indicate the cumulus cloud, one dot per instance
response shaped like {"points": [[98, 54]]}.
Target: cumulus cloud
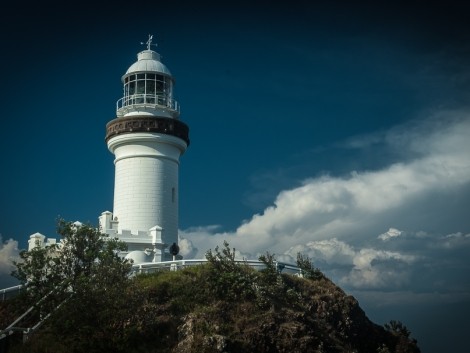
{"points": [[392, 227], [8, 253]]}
:::
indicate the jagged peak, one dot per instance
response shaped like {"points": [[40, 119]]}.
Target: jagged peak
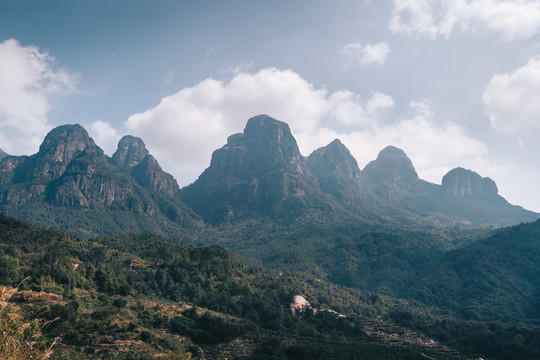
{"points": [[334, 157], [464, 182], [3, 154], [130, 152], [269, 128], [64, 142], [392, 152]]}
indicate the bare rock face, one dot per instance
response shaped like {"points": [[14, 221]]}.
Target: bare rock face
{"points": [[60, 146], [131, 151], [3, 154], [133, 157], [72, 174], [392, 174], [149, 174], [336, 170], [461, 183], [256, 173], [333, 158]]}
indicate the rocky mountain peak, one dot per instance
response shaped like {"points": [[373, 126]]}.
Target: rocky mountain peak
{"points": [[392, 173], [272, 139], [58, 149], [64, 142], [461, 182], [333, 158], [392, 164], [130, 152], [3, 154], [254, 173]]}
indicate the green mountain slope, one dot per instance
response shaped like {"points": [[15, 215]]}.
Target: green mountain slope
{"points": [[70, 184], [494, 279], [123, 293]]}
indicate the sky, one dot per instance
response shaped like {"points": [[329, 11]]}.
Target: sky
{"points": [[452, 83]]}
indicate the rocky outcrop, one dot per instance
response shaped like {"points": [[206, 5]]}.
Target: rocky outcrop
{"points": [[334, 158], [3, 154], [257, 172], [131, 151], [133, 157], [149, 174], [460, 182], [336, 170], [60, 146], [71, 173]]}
:::
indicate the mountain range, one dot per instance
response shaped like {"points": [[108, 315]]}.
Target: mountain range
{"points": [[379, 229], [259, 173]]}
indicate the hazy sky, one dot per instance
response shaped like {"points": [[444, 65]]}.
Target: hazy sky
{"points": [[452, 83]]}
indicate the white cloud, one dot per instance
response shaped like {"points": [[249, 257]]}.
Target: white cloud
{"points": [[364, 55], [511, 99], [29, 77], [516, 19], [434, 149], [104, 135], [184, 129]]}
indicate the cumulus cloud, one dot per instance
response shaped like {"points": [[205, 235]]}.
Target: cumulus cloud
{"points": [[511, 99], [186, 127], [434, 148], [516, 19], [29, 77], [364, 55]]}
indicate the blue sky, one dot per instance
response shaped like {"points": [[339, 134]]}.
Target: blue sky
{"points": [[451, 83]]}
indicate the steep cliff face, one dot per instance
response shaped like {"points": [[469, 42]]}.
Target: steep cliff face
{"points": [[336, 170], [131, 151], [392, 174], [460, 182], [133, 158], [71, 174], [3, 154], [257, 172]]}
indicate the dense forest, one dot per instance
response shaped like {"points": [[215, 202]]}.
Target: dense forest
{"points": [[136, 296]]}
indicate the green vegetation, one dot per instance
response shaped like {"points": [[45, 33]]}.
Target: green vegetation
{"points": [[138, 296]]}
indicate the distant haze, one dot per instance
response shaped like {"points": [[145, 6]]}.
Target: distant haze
:::
Task details » Turn the rows from the line with "indicate the steep" to the line with "Target: distant haze", both of those lines included, into a numbered list with blank lines left out.

The reply »
1. indicate the steep cliff face, one dot per instance
2. response shaped like {"points": [[469, 42]]}.
3. Target: steep cliff face
4. {"points": [[336, 170], [131, 151], [392, 174], [460, 182], [133, 158], [71, 174], [3, 154], [257, 172]]}
5. indicate the dense forest, one dot per instance
6. response shaped like {"points": [[215, 202]]}.
7. Target: dense forest
8. {"points": [[136, 296]]}
9. indicate the green vegetation, one dot per instance
10. response shaped like {"points": [[45, 33]]}.
11. Target: green vegetation
12. {"points": [[138, 296]]}
13. indicate the distant haze, one dot per instance
14. response shaped like {"points": [[145, 6]]}.
15. Target: distant haze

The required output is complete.